- **Exercise description**
Extract every line of the data below that contains the word "standing".

BEGIN Given entries

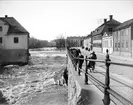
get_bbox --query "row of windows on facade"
[115,41,129,48]
[0,37,19,43]
[103,40,113,47]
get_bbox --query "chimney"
[109,15,113,20]
[5,15,8,18]
[104,19,107,23]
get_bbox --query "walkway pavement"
[81,49,133,82]
[76,50,133,105]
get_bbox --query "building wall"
[102,36,113,54]
[4,35,28,49]
[0,20,9,49]
[84,38,91,48]
[113,26,132,56]
[131,23,133,57]
[92,35,102,52]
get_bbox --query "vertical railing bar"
[103,50,110,105]
[85,56,88,84]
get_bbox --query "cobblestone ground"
[0,51,68,105]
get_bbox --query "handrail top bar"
[68,51,133,67]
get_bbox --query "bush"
[82,46,84,49]
[85,47,88,50]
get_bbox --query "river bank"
[0,51,67,105]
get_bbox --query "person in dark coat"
[78,51,84,75]
[88,51,97,72]
[63,68,68,85]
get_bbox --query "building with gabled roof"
[0,15,29,65]
[113,19,133,57]
[92,15,120,52]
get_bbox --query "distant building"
[83,34,92,48]
[113,19,133,57]
[102,32,113,54]
[92,15,120,52]
[67,36,84,47]
[0,15,29,64]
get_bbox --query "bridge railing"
[68,50,133,105]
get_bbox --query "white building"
[102,32,113,54]
[0,15,29,65]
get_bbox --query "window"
[0,26,2,31]
[126,41,128,48]
[108,28,113,32]
[14,37,19,43]
[110,40,113,47]
[115,43,117,48]
[0,37,2,43]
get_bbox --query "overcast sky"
[0,0,133,41]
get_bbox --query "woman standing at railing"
[78,50,84,75]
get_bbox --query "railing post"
[103,53,110,105]
[85,56,88,84]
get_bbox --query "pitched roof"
[115,19,133,30]
[0,17,29,34]
[92,19,120,35]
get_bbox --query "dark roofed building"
[113,19,133,57]
[0,15,29,64]
[92,15,120,52]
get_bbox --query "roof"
[92,19,120,35]
[115,19,133,30]
[0,17,29,34]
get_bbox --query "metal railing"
[67,50,133,105]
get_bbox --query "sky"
[0,0,133,41]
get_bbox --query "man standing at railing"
[88,51,97,72]
[78,50,84,75]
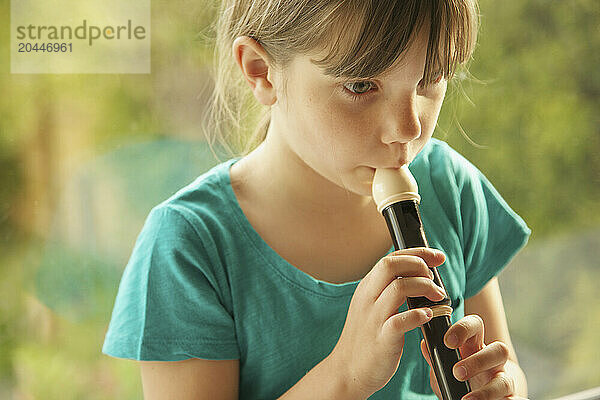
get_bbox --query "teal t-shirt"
[102,139,530,400]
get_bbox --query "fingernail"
[454,366,467,381]
[446,334,458,348]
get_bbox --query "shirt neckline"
[218,157,394,297]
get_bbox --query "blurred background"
[0,0,600,400]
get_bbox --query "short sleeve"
[460,159,531,299]
[102,205,239,361]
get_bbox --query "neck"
[232,120,381,220]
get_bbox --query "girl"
[103,0,530,400]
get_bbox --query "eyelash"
[342,74,443,101]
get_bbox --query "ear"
[232,36,277,106]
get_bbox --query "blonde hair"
[204,0,479,159]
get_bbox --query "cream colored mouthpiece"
[372,165,421,212]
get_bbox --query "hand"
[328,248,445,398]
[421,314,523,400]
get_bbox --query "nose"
[381,92,421,144]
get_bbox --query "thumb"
[421,339,431,368]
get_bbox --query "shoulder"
[149,159,240,238]
[411,138,483,193]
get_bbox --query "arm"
[465,278,527,397]
[140,358,240,400]
[140,357,362,400]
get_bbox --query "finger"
[452,341,509,381]
[381,308,433,348]
[464,373,515,399]
[421,339,442,399]
[444,314,484,357]
[375,277,446,318]
[363,247,446,300]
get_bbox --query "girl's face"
[271,24,447,196]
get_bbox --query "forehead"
[292,21,429,80]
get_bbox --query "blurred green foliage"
[0,0,600,400]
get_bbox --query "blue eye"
[343,81,377,100]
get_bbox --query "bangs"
[312,0,479,86]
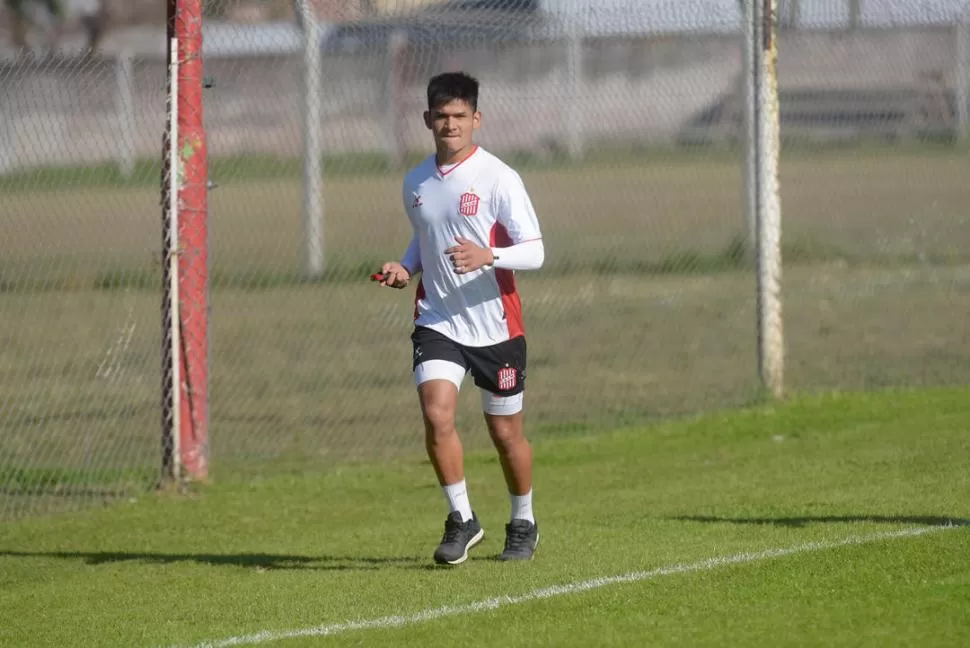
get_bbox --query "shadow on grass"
[666,515,970,528]
[0,550,429,571]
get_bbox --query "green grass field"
[0,389,970,648]
[0,147,970,517]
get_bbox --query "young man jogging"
[381,72,545,565]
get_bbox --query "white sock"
[509,488,536,524]
[442,479,472,522]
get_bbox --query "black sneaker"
[498,520,539,560]
[434,511,485,565]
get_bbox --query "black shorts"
[411,326,526,396]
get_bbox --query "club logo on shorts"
[498,367,517,391]
[458,191,481,216]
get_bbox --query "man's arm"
[401,232,421,277]
[491,238,546,270]
[490,171,546,270]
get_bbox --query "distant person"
[4,0,106,54]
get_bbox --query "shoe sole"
[498,531,539,562]
[435,529,485,565]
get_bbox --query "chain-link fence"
[0,0,970,517]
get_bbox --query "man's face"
[424,99,482,158]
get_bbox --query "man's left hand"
[445,236,495,274]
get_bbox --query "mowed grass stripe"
[0,389,970,647]
[178,524,959,648]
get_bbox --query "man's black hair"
[428,72,478,111]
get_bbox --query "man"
[381,72,545,565]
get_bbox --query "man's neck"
[435,144,478,167]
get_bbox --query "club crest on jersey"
[458,191,481,216]
[498,367,516,391]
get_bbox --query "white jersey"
[403,147,542,347]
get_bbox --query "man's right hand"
[381,261,411,288]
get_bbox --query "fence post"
[745,0,784,398]
[300,0,323,279]
[162,0,209,480]
[565,17,584,160]
[956,20,970,141]
[115,51,135,180]
[382,29,408,169]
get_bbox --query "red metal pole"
[174,0,209,480]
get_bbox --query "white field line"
[174,525,959,648]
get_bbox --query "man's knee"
[418,379,458,438]
[482,389,525,416]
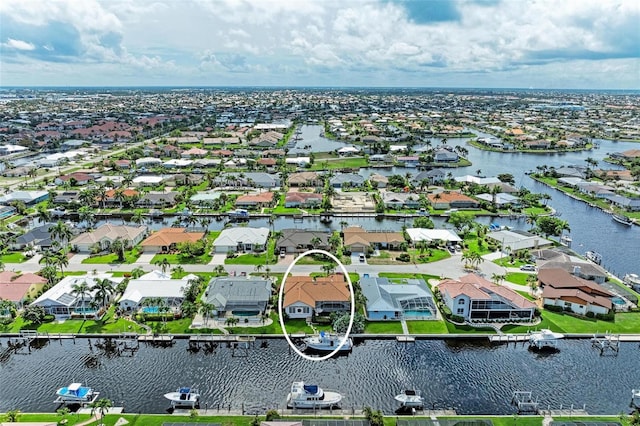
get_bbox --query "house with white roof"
[360,277,438,321]
[213,227,269,253]
[407,228,462,243]
[31,272,124,319]
[118,270,197,313]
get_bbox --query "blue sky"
[0,0,640,89]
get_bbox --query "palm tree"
[71,281,90,317]
[91,278,115,308]
[49,220,73,243]
[89,398,113,424]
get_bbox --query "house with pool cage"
[360,277,438,321]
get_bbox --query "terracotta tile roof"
[283,275,351,307]
[140,228,204,247]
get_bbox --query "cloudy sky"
[0,0,640,89]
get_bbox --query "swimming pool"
[404,310,433,318]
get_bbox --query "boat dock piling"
[511,391,538,413]
[591,332,620,355]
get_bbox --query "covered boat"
[164,387,200,408]
[56,383,100,404]
[394,389,424,408]
[287,382,342,408]
[302,331,353,352]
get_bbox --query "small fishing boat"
[164,387,200,408]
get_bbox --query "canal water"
[0,339,640,415]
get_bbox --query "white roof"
[213,227,269,247]
[131,176,164,184]
[119,271,195,305]
[407,228,462,242]
[32,273,124,306]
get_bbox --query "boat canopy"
[304,385,318,393]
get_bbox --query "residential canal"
[0,339,640,415]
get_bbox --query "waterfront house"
[486,229,553,252]
[437,274,536,321]
[202,277,271,318]
[118,271,198,314]
[31,273,124,320]
[538,268,613,315]
[140,227,204,253]
[360,277,438,321]
[288,172,323,188]
[282,274,351,319]
[380,191,420,210]
[0,191,49,206]
[69,223,147,253]
[213,227,269,253]
[276,229,331,253]
[284,191,322,208]
[329,173,365,189]
[235,192,277,209]
[342,226,405,253]
[0,271,47,309]
[427,191,480,210]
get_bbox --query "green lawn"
[0,252,28,264]
[0,308,145,334]
[82,249,140,265]
[502,311,640,334]
[407,321,449,334]
[149,253,213,265]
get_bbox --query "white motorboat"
[394,389,424,408]
[302,331,353,352]
[164,387,200,408]
[56,383,100,404]
[631,389,640,408]
[529,328,564,349]
[287,382,342,408]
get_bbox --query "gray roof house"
[213,226,269,253]
[202,277,271,317]
[360,277,438,321]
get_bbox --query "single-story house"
[284,191,322,208]
[202,277,271,318]
[438,274,536,321]
[282,274,351,318]
[213,227,269,253]
[0,271,47,309]
[538,268,613,315]
[140,227,204,253]
[118,271,197,313]
[360,277,438,321]
[31,273,124,319]
[69,223,147,253]
[342,226,405,253]
[427,191,480,210]
[276,229,331,253]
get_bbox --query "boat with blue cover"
[287,382,342,408]
[55,383,100,405]
[164,387,200,408]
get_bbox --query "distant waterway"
[0,339,640,415]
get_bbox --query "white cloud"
[2,38,36,50]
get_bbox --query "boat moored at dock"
[287,382,342,408]
[302,331,353,352]
[394,389,424,409]
[164,387,200,408]
[529,328,564,349]
[55,383,100,405]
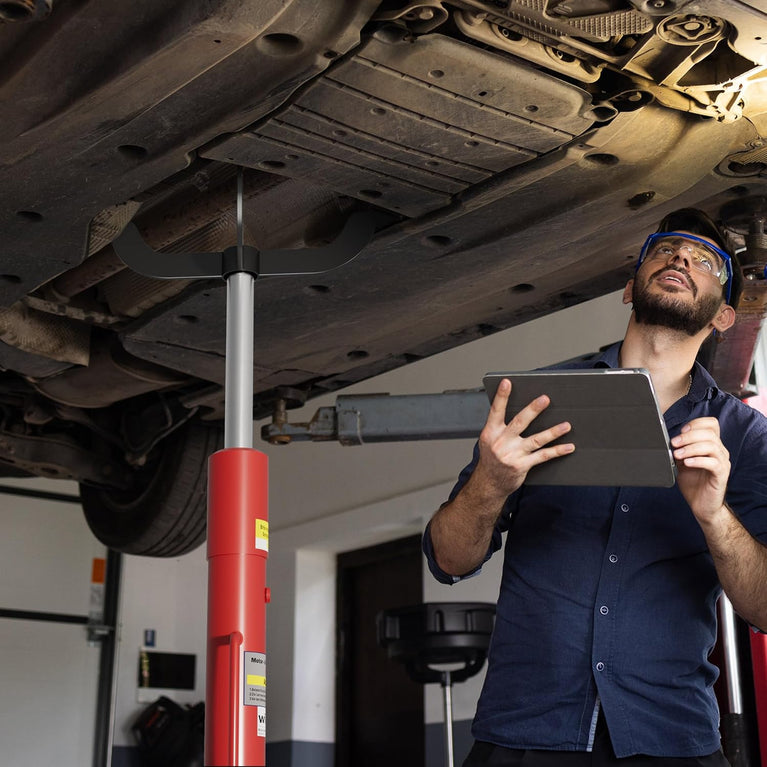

END Given entries

- **Answer to this problem**
get_bbox --query "woman standing at railing"
get_bbox --query "man standing at railing"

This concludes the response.